Dataset records -
┌────────
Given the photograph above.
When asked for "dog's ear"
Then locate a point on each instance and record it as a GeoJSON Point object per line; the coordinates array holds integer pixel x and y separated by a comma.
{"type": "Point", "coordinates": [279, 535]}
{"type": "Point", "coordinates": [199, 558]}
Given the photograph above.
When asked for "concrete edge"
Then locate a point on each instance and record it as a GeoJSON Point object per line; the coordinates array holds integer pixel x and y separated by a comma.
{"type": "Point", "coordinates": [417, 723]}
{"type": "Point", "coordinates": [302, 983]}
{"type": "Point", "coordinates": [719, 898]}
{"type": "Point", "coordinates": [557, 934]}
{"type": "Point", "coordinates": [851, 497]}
└────────
What this task involves - Format every nonblank line of the data above as a Markdown table with two columns, Row and Line, numbering the rows consecutively from 1.

Complete answer -
| Row | Line |
|---|---|
| 1 | Given the photograph above. |
| 2 | When asked for "dog's ear" |
| 3 | Then locate a point on each instance and record it as a GeoJSON Point object per line; the coordinates array holds integer pixel x and y separated by a comma. |
| 4 | {"type": "Point", "coordinates": [279, 535]} |
| 5 | {"type": "Point", "coordinates": [199, 558]} |
| 6 | Given the photograph above. |
| 7 | When asked for "concrete edge" |
| 8 | Then locate a point on each instance and record it as a GeoJSON Point object per line; the coordinates array holds integer pixel x and y separated by a comma. |
| 9 | {"type": "Point", "coordinates": [417, 723]} |
| 10 | {"type": "Point", "coordinates": [302, 983]} |
| 11 | {"type": "Point", "coordinates": [719, 898]} |
| 12 | {"type": "Point", "coordinates": [557, 934]} |
| 13 | {"type": "Point", "coordinates": [851, 497]} |